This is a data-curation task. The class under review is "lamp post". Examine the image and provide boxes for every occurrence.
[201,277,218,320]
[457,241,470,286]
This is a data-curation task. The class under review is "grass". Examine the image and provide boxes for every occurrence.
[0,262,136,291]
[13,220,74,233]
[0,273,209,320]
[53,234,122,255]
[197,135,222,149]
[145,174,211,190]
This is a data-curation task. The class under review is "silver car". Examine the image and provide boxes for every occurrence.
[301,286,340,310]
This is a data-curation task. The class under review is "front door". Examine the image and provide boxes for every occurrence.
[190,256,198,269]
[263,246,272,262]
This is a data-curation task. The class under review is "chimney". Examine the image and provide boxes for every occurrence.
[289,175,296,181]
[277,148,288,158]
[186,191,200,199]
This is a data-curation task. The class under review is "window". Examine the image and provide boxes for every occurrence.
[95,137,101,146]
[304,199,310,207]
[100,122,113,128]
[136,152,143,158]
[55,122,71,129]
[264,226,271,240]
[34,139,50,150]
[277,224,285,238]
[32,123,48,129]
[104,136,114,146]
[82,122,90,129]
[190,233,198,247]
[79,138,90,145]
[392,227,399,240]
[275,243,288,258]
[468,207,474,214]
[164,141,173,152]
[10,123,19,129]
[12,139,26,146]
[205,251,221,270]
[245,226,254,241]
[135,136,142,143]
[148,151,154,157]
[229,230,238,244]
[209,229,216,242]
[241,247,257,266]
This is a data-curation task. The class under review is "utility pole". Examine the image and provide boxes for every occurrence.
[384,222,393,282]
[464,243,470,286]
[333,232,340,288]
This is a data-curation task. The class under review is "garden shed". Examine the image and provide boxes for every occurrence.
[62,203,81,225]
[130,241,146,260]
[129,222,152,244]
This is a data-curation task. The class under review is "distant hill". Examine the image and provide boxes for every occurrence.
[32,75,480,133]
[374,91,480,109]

=-=-=-=-=

Could you return the complete set of entries exactly?

This is a data-curation task. The class under review is "lamp post". Examine the image and provide boxes for every occurrence.
[201,277,218,320]
[457,241,470,286]
This is a data-curation task. The class under review is "grass". Examine the image and provide boxes for every occurrence.
[0,262,136,291]
[13,220,74,233]
[0,273,209,320]
[53,234,122,255]
[197,135,222,149]
[145,174,211,190]
This is a data-curation task. The class under review is "silver car". Examine the image and provide boxes for every occurrence.
[301,286,340,310]
This is a data-curation task. The class under review is "front door". Examine the image and provide boxes for every occurrence.
[190,256,198,269]
[263,246,272,262]
This is a data-curation task. The class under review is "chimney". Examine the image and provide boxes for every occurrence.
[289,175,296,181]
[277,148,288,158]
[186,191,200,199]
This is a data-curation task. The class under review is "window". Examine the image and provide boxes for every occurrence.
[95,137,101,146]
[304,199,310,207]
[100,122,113,128]
[136,152,143,158]
[55,122,71,129]
[264,226,271,240]
[34,139,50,150]
[277,224,285,238]
[32,123,48,129]
[104,136,114,146]
[82,122,90,129]
[190,233,198,247]
[79,138,90,145]
[392,227,399,240]
[275,243,288,258]
[468,207,474,214]
[164,141,173,152]
[10,123,19,129]
[12,139,26,146]
[205,251,221,270]
[245,226,254,241]
[135,136,142,143]
[148,151,154,157]
[229,230,238,244]
[209,229,216,242]
[241,247,257,266]
This is a data-curation task. The class under review is "utility pole". Examine the image and provide boxes for every occurrence.
[384,222,393,282]
[464,243,470,286]
[333,232,340,288]
This is a data-curation task. The class under review is "garden shed". Examine the image and provide boxes for every occurrence.
[62,203,81,225]
[130,241,146,260]
[129,222,152,244]
This is a data-curation task. The class under review is "distant hill". Examine the image and provide boxes for every occurrence.
[32,75,480,133]
[374,91,480,109]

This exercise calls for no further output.